Instructions to follow >>
Format every item below as a two-column CSV with the headers text and answer, one row per item. Put each item's text and its answer in their own quoted fields, replace line breaks with spaces, and leave out the pictures.

The data >>
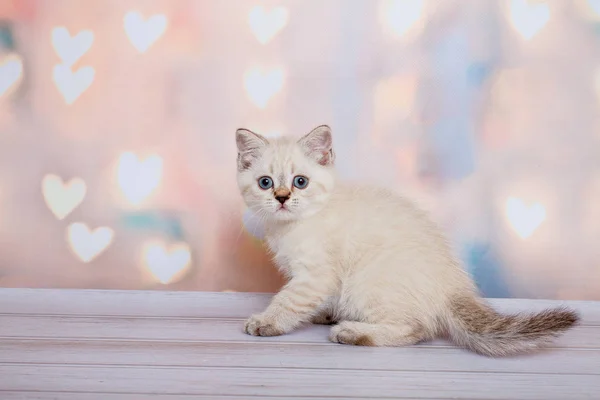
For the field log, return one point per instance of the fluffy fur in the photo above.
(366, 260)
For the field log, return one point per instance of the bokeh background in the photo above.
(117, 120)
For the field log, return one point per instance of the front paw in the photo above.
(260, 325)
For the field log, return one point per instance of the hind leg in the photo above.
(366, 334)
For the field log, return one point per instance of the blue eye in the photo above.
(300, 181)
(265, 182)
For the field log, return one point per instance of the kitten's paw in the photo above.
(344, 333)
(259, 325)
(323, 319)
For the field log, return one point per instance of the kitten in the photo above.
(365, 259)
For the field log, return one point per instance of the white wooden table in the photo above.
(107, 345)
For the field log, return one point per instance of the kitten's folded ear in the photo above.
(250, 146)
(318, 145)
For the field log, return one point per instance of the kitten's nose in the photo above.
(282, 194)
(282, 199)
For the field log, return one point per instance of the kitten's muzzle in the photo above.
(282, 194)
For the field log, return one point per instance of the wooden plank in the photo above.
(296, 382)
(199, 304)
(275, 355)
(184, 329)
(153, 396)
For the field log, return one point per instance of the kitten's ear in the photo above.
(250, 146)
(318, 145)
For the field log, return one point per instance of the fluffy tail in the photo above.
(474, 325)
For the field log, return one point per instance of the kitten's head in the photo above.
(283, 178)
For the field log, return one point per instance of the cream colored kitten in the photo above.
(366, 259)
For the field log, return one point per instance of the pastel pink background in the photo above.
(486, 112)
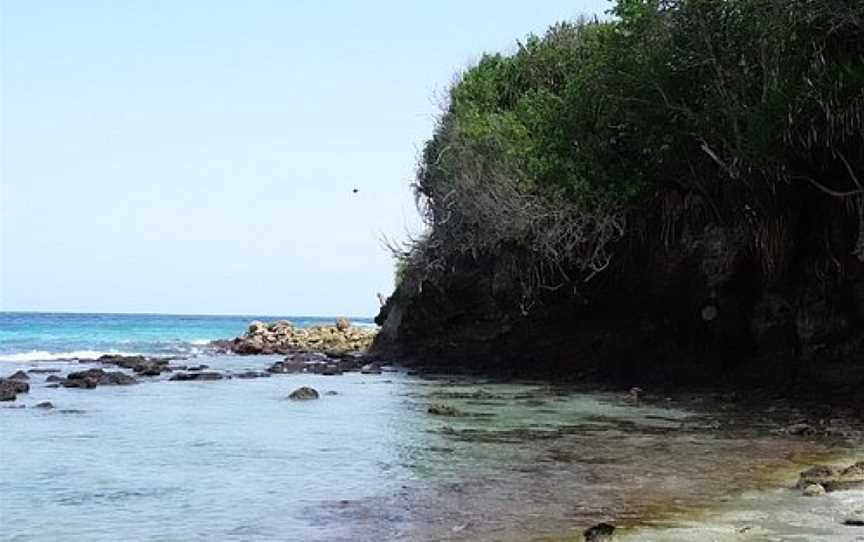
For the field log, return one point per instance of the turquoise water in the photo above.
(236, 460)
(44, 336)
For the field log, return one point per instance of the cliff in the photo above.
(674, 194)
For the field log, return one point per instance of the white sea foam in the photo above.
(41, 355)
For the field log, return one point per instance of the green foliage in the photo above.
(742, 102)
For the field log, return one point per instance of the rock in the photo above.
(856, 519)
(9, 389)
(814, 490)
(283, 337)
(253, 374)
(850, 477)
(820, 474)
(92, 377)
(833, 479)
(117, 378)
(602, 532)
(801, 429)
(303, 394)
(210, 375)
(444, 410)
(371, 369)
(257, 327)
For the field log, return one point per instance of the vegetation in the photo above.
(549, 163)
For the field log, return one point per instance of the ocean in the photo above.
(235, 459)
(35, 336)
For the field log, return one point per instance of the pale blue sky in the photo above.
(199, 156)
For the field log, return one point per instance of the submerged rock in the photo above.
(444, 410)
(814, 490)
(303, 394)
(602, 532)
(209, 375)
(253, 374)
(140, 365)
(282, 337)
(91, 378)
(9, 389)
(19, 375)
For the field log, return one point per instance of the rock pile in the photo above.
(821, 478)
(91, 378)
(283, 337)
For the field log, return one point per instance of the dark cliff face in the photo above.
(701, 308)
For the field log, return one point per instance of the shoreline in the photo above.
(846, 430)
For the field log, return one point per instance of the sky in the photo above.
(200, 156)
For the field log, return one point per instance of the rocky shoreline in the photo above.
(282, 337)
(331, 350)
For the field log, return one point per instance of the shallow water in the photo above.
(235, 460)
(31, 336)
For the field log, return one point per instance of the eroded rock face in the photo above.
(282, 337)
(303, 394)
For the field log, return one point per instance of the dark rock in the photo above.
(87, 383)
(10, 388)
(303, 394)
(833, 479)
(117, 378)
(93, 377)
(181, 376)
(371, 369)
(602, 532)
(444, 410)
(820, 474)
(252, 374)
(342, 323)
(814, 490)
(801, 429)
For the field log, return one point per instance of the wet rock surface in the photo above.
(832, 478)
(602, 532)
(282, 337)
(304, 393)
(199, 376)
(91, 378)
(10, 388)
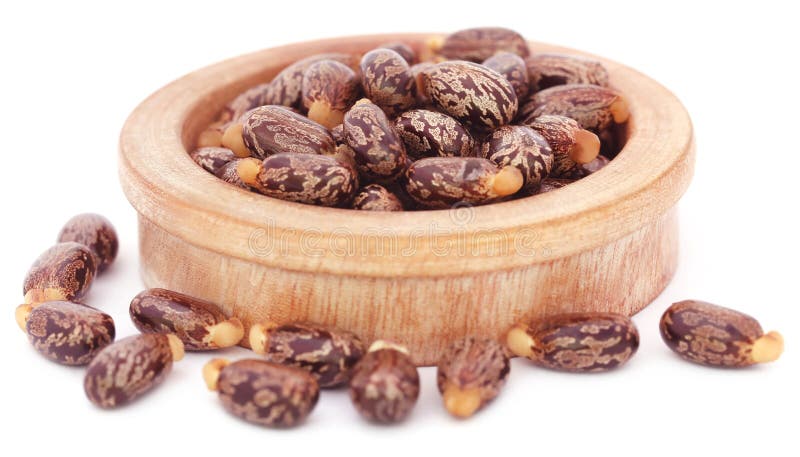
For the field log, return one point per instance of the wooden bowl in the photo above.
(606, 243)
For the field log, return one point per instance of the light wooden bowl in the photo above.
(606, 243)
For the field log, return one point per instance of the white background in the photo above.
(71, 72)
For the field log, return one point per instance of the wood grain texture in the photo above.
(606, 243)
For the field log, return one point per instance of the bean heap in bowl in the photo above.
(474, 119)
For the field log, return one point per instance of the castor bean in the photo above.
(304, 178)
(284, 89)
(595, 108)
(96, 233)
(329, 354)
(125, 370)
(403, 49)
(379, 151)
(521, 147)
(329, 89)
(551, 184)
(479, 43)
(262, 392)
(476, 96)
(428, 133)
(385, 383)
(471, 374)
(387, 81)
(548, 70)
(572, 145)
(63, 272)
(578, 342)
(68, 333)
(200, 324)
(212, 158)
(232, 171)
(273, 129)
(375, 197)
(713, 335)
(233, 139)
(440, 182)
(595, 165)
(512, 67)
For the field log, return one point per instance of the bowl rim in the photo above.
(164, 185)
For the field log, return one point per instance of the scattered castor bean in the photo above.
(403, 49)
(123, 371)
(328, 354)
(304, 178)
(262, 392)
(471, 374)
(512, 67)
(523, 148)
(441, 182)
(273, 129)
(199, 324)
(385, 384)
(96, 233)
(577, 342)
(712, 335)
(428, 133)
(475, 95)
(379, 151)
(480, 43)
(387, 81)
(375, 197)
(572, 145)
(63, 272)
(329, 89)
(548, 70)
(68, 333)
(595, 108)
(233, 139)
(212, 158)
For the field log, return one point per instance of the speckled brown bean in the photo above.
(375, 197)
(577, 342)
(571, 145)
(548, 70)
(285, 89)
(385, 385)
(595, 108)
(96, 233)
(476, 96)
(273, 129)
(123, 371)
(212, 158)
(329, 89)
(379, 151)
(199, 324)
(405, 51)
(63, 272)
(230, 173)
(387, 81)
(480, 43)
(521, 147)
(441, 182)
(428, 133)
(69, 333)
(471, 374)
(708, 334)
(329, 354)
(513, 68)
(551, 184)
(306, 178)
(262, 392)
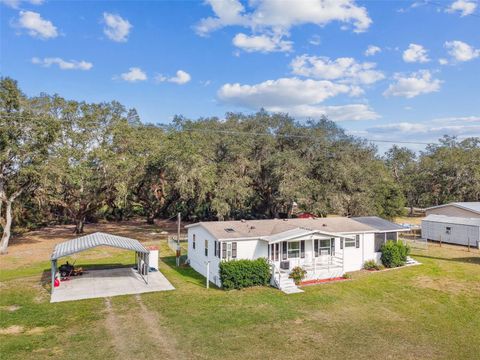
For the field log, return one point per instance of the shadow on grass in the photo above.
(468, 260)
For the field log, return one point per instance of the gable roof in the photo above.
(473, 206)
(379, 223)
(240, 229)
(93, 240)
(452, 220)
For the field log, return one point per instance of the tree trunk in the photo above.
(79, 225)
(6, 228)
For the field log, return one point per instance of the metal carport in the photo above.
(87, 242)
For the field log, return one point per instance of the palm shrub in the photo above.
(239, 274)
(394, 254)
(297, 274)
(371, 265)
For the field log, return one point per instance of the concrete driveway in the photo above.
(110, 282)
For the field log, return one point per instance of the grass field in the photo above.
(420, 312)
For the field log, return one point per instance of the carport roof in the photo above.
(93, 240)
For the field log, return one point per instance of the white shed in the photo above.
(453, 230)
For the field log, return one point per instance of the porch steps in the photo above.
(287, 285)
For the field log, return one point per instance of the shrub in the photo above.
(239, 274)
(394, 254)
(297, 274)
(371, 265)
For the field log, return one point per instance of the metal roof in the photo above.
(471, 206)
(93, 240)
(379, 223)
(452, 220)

Task result >>
text,answer
"For the field log, return one point per instance of the fluffy fur in the photo above.","(366, 260)"
"For the field log, return one point per instance of the bokeh background in the photo above.","(117, 120)"
"For the field log, return one point per instance of the front paw in the photo above.","(260, 325)"
"For the field log, return one point per instance of the hind leg in the photo above.","(366, 334)"
"For the field log, return one point per instance of the blue eye in the photo above.","(300, 181) (265, 182)"
"For the field log, return one point per instance of the kitten's paw in the photo above.","(344, 333) (259, 325) (323, 319)"
"For the field log, return one point per instance of the kitten in the photo above.","(365, 259)"
"For the field log, return one point per instance of the white wooden table in the photo above.","(107, 345)"
"For the field log, return one point per instance of the kitten's folded ear in the photo above.","(250, 146) (318, 145)"
"For the field log, return one point per instance of the kitten's nose in the photo above.","(282, 194) (282, 199)"
"For the field log, return one point per instance of the kitten's muzzle in the photo above.","(282, 194)"
"For the field log, return one point per instance of the wooden plank in the photo above.","(296, 382) (199, 304) (275, 355) (184, 329) (153, 396)"
"For the field log, return one point per instance of the kitten's ear in the photo above.","(250, 146) (318, 145)"
"For the field log, return one point per instance of the fluffy tail in the photo above.","(474, 325)"
"For the field log, return one point per instance of the kitten's head in the photo above.","(283, 178)"
"For the field log, return one point per instance of the cream colored kitten in the photo above.","(366, 259)"
"For the field log, return one point per instance of the pastel pink background in the photo above.","(486, 112)"
"For the field log, return one point per instance of the turquoise water in the photo above.","(236, 460) (44, 336)"
"For the field log, return one point per instance of the cliff in the photo above.","(674, 194)"
"For the field log, return one point per instance of the white sea foam in the photo above.","(41, 355)"
"For the field log, return one point per instance of the green foliage in the photo above.","(742, 102)"
"For the field log, return one point per instance of the rock in the photo above.","(856, 519) (9, 389) (814, 490) (283, 337) (253, 374) (850, 477) (820, 474) (92, 377) (833, 479) (117, 378) (602, 532) (801, 429) (303, 394) (210, 375) (444, 410) (371, 369) (257, 327)"
"For the field log, return one point per instance of the vegetation in the photo above.","(549, 163)"
"For the field log, return one point per instance of the ocean in the photo above.","(235, 459) (35, 336)"
"For the field log, return one point per instance of the pale blue sky in the photo above.","(199, 156)"
"For the field log, return one point per instance of the submerged rock in the photo above.","(444, 410) (814, 490) (303, 394) (602, 532) (209, 375) (253, 374) (140, 365) (282, 337) (91, 378) (9, 389) (19, 375)"
"For the field log, return one point per instance of the rock pile in the photo above.","(821, 478) (91, 378) (283, 337)"
"For the field log, return one point per instance of the dark cliff face in the photo above.","(701, 308)"
"For the field log, return one point per instance of the shoreline in the photo above.","(846, 430)"
"For the field log, return one point per instance of the sky in the photo above.","(200, 156)"
"For the field log, return one point per instance of the rocky shoreline in the photo above.","(282, 337) (331, 350)"
"For the field log, return one point per instance of the shallow water in the photo above.","(235, 460) (31, 336)"
"For the field log, return one point per instance of the eroded rock face in the photo above.","(282, 337) (303, 394)"
"For the field log, return one point per instance of the dark rock in the photo above.","(87, 383) (10, 388) (303, 394) (833, 479) (117, 378) (93, 377) (181, 376) (371, 369) (602, 532) (444, 410) (820, 474) (252, 374) (342, 323) (814, 490) (801, 429)"
"For the field log, return one point per instance of the wet rock surface in the photo above.","(832, 478) (602, 532) (282, 337) (304, 393) (199, 376) (91, 378) (10, 388)"
"For the field log, return one point per instance of the wooden bowl in the photo above.","(606, 243)"
"For the field log, return one point per instance of the light wooden bowl in the photo above.","(606, 243)"
"For the field log, return one point per instance of the white background in the photo above.","(71, 72)"
"For the field log, return one point per instance of the wood grain texture in the photo above.","(606, 243)"
"For the field log, return one point per instance of the bean heap in bowl in the photo above.","(474, 119)"
"For the field log, return one point per instance of the castor bean in the photo above.","(304, 178) (284, 89) (595, 108) (96, 233) (329, 354) (125, 370) (403, 49) (379, 151) (521, 147) (329, 89) (551, 184) (479, 43) (262, 392) (476, 96) (428, 133) (385, 383) (471, 374) (387, 81) (548, 70) (572, 145) (63, 272) (578, 342) (68, 333) (200, 324) (212, 158) (232, 171) (273, 129) (375, 197) (713, 335) (233, 139) (440, 182) (595, 165) (512, 67)"
"For the field log, return one point per instance of the bowl rim in the photo above.","(164, 185)"
"For the field log, return one point per instance of the scattered castor bean in the photo above.","(403, 49) (123, 371) (328, 354) (304, 178) (262, 392) (471, 374) (512, 67) (523, 148) (441, 182) (273, 129) (199, 324) (385, 384) (96, 233) (577, 342) (712, 335) (428, 133) (475, 95) (379, 151) (480, 43) (387, 81) (375, 197) (572, 145) (63, 272) (329, 89) (548, 70) (68, 333) (595, 108) (233, 139) (212, 158)"
"For the field log, return one point per instance of the speckled brown bean in the photo above.","(375, 197) (577, 342) (571, 145) (548, 70) (285, 89) (385, 385) (595, 108) (96, 233) (476, 96) (273, 129) (123, 371) (212, 158) (329, 89) (379, 151) (199, 324) (405, 51) (63, 272) (230, 173) (387, 81) (480, 43) (521, 147) (441, 182) (428, 133) (69, 333) (471, 374) (708, 334) (329, 354) (513, 68) (551, 184) (306, 178) (262, 392)"
"For the field log, return one point per instance of the shadow on grass in the photo above.","(468, 260)"
"For the field log, return one point per instance of the gable roof in the photo above.","(473, 206) (379, 223) (240, 229) (93, 240) (452, 220)"
"For the field log, return one point per instance of the tree trunk in the photo above.","(79, 225) (6, 228)"
"For the field log, return one point per instance of the metal carport in the photo above.","(87, 242)"
"For the field log, return one point per instance of the palm shrub in the photo above.","(239, 274) (394, 254) (297, 274) (371, 265)"
"For the field log, return one point per instance of the concrete driveway in the photo above.","(110, 282)"
"For the field log, return one point per instance of the grass field in the photo above.","(420, 312)"
"For the field log, return one point per instance of the carport roof in the photo above.","(93, 240)"
"For the field log, return one point per instance of the white shed in the photo above.","(453, 230)"
"For the field log, return one point per instance of the porch steps in the photo above.","(287, 285)"
"For the field log, return one point per instance of the shrub in the photo above.","(239, 274) (394, 254) (297, 274) (371, 265)"
"For the field log, return one point per instance of the metal roof in the photo above.","(471, 206) (93, 240) (379, 223) (452, 220)"